GIVEN INSTRUCTION — Copy out word for word the stretch of the records from the line containing "find green flower stem" through the line containing "237,214 -> 611,922", with both of those lines included. Give only those lines.

* * * * * * *

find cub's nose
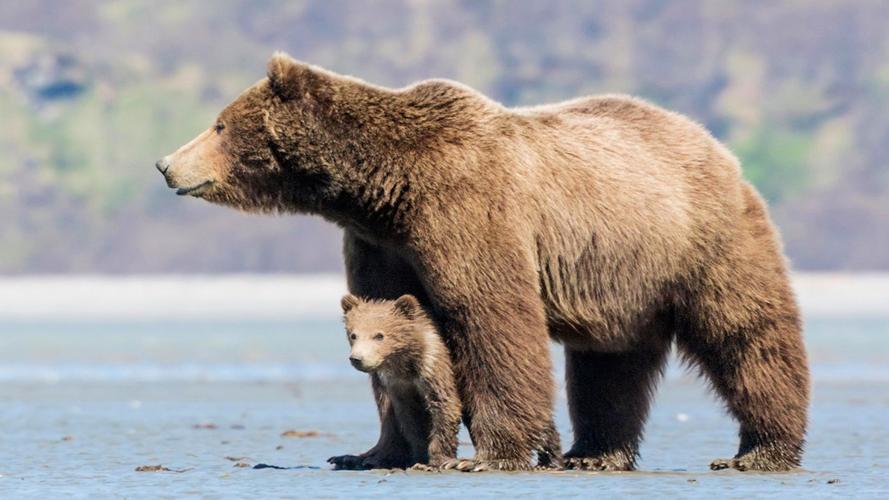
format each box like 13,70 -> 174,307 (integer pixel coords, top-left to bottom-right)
154,158 -> 170,178
349,356 -> 363,370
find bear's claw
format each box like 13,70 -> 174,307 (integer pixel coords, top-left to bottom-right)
440,458 -> 531,472
327,455 -> 368,470
564,454 -> 635,472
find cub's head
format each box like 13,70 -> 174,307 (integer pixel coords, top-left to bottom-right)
156,53 -> 342,212
342,294 -> 431,372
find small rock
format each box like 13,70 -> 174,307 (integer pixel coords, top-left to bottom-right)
136,465 -> 171,472
281,430 -> 321,438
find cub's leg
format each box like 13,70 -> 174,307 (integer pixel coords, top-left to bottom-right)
327,375 -> 413,470
565,336 -> 670,471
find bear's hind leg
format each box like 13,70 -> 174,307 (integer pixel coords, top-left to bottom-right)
565,338 -> 670,471
677,286 -> 809,471
676,196 -> 809,471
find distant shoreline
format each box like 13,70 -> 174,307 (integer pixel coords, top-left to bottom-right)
0,273 -> 889,321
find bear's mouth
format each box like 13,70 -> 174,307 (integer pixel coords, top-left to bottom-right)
176,180 -> 213,196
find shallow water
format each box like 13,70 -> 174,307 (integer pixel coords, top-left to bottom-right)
0,317 -> 889,498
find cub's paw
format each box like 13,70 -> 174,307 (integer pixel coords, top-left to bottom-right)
710,443 -> 802,472
564,452 -> 636,472
441,458 -> 531,472
410,464 -> 440,472
327,455 -> 368,470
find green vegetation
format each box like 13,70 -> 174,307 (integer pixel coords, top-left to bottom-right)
0,0 -> 889,273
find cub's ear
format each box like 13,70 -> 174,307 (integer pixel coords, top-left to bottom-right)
340,293 -> 361,313
266,52 -> 318,100
394,295 -> 423,318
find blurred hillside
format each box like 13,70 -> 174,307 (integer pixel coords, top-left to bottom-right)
0,0 -> 889,273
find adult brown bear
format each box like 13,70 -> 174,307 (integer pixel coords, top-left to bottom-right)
157,54 -> 809,470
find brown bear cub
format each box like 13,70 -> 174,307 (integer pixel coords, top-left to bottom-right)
328,294 -> 461,469
328,294 -> 561,471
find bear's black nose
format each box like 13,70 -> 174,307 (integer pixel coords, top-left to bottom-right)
154,158 -> 170,174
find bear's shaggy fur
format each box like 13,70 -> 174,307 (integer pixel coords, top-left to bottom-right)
158,54 -> 809,470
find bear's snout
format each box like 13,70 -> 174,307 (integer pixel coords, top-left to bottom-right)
154,158 -> 170,177
349,356 -> 364,371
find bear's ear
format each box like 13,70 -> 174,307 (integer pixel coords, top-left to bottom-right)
266,52 -> 317,101
394,295 -> 422,319
340,293 -> 361,313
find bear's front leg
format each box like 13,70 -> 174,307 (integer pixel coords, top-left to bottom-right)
427,246 -> 553,471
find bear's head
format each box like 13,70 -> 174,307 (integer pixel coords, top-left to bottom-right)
156,53 -> 348,212
342,294 -> 431,373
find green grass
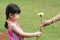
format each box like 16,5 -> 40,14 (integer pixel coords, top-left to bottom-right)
0,0 -> 60,40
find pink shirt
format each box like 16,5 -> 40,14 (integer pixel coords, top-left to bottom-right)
8,22 -> 24,40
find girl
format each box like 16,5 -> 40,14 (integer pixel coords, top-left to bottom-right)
5,4 -> 41,40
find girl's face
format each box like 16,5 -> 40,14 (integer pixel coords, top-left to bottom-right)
10,13 -> 19,22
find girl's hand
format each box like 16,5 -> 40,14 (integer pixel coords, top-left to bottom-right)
40,20 -> 52,27
35,31 -> 41,37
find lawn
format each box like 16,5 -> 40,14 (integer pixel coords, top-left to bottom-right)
0,0 -> 60,40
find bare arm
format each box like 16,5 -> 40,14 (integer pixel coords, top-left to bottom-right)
11,25 -> 41,37
41,14 -> 60,27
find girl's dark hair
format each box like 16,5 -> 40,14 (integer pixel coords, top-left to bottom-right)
4,4 -> 21,28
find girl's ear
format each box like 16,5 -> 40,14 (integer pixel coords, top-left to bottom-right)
9,13 -> 12,17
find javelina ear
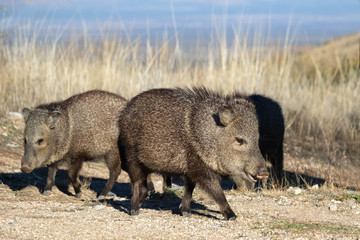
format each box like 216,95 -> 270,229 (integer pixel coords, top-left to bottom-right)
23,108 -> 31,122
219,106 -> 236,127
46,110 -> 61,129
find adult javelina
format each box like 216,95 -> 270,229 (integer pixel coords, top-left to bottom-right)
231,93 -> 285,188
119,88 -> 268,219
21,90 -> 126,197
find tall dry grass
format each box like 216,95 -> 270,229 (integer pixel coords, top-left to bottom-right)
0,20 -> 360,165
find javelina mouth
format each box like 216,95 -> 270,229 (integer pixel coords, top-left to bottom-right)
245,172 -> 256,182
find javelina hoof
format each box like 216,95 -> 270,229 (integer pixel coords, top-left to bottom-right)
106,192 -> 116,197
75,192 -> 82,198
130,210 -> 139,216
43,190 -> 51,196
97,192 -> 117,200
223,209 -> 236,220
181,212 -> 191,217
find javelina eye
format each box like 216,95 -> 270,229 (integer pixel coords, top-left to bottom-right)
235,138 -> 245,145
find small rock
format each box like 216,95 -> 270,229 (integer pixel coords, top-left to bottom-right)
9,112 -> 23,118
287,187 -> 301,195
311,184 -> 319,190
329,204 -> 337,211
6,143 -> 18,147
294,188 -> 301,195
93,204 -> 106,211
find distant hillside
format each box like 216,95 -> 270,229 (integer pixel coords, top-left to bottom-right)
295,32 -> 360,82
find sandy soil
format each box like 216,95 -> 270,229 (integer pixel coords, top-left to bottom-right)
0,113 -> 360,239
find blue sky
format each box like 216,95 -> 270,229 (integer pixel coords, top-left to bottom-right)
0,0 -> 360,42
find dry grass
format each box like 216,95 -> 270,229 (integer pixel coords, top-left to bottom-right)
0,22 -> 360,171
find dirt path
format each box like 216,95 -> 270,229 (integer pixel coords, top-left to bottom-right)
0,113 -> 360,239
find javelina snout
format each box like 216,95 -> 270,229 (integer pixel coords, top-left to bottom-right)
207,105 -> 269,182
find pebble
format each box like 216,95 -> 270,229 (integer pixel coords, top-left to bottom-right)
93,204 -> 106,211
9,112 -> 23,118
287,187 -> 302,195
6,143 -> 18,147
329,204 -> 337,211
311,184 -> 319,190
294,188 -> 301,195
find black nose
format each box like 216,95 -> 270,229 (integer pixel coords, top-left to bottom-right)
21,166 -> 31,173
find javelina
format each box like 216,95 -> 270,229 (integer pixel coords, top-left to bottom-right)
163,93 -> 285,189
119,88 -> 269,219
21,90 -> 126,197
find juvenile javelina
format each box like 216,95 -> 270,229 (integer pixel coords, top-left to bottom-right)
21,90 -> 126,197
119,88 -> 269,219
231,93 -> 285,189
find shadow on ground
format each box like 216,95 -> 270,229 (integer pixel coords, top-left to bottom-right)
0,168 -> 219,218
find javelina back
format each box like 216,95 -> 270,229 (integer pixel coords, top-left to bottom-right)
119,88 -> 268,219
231,93 -> 285,188
21,90 -> 126,197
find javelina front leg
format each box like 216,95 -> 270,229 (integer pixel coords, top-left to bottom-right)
43,163 -> 57,195
162,174 -> 171,191
200,179 -> 236,220
181,177 -> 195,217
69,159 -> 82,198
130,179 -> 148,216
99,150 -> 121,197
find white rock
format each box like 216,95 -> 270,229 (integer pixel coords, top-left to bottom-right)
294,188 -> 301,195
311,184 -> 319,190
329,204 -> 337,211
93,204 -> 106,211
9,112 -> 23,118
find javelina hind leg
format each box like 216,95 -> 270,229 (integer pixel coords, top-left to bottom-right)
69,159 -> 83,198
181,177 -> 195,217
130,178 -> 148,216
43,163 -> 57,195
270,145 -> 284,185
200,179 -> 236,220
99,150 -> 121,197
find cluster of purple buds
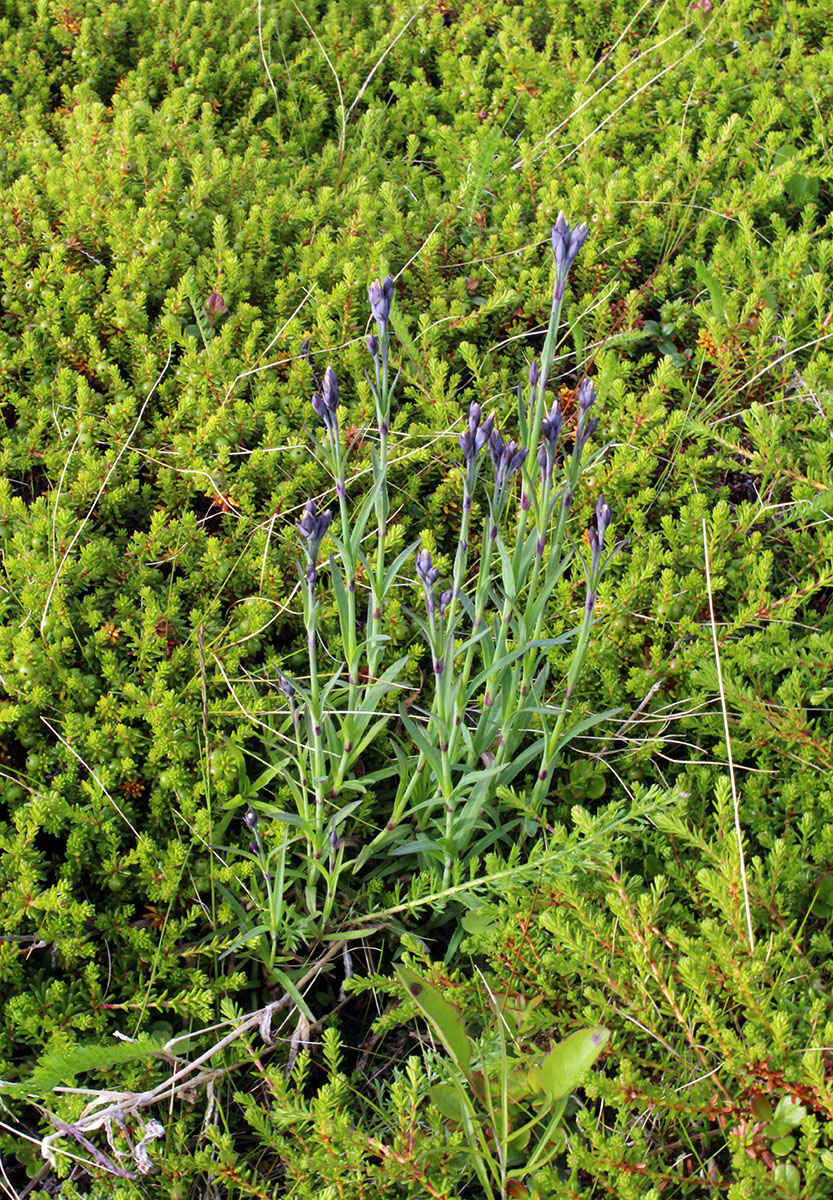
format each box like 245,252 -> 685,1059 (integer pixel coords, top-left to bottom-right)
489,430 -> 528,491
460,401 -> 495,467
312,367 -> 338,440
587,496 -> 612,571
417,550 -> 439,617
367,276 -> 394,334
298,500 -> 332,590
552,212 -> 588,300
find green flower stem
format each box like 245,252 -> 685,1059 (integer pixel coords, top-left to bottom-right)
431,482 -> 477,887
367,326 -> 390,677
529,592 -> 598,815
304,584 -> 326,912
449,496 -> 503,756
514,278 -> 564,578
330,433 -> 359,794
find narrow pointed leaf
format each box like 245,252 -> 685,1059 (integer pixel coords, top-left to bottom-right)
540,1025 -> 610,1100
395,964 -> 472,1078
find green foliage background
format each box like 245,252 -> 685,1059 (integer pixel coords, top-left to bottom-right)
0,0 -> 833,1200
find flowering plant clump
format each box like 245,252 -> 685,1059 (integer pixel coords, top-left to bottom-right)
237,214 -> 611,922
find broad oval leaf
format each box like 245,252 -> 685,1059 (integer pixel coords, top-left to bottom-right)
541,1025 -> 610,1102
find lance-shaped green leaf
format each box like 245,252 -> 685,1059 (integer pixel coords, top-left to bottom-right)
540,1025 -> 610,1102
395,965 -> 472,1079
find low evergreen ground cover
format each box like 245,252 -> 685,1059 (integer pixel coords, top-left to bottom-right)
0,0 -> 833,1200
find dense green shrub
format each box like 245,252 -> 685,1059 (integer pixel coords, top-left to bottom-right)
0,0 -> 833,1198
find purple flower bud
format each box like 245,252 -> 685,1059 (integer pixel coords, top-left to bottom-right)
489,430 -> 503,473
460,400 -> 495,467
474,416 -> 495,455
579,376 -> 595,416
595,496 -> 613,541
312,367 -> 338,438
322,367 -> 338,409
489,431 -> 527,488
298,500 -> 332,549
552,212 -> 589,283
417,550 -> 439,592
367,276 -> 394,332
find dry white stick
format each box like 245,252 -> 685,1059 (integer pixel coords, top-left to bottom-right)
703,517 -> 755,952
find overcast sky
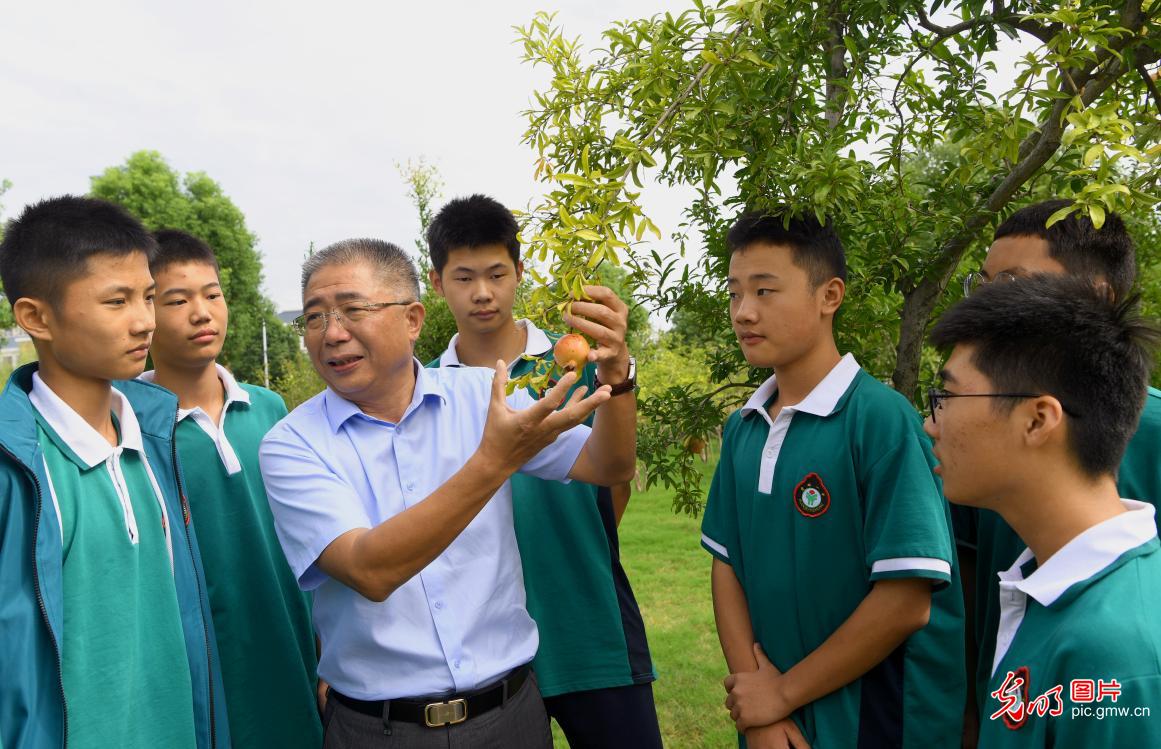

* * * * * * *

TASK OUTPUT —
find green flower stem
format each box like 245,252 -> 685,1059 (integer pixel coords, top-left to bottom-right)
431,482 -> 477,887
367,326 -> 390,677
529,592 -> 598,815
304,584 -> 326,912
449,496 -> 503,756
514,278 -> 564,578
330,433 -> 359,794
find narrow pointed leaf
format each box like 245,252 -> 685,1059 (integer pixel coords, top-left to bottom-right)
540,1025 -> 610,1100
395,964 -> 472,1078
find green foliage background
format each box like 245,252 -> 685,1059 (integer pixel coords, top-left to bottom-right)
0,0 -> 833,1200
find flowering plant clump
format each box like 245,252 -> 685,1059 (integer pixel coords, top-left to bottom-right)
237,214 -> 611,922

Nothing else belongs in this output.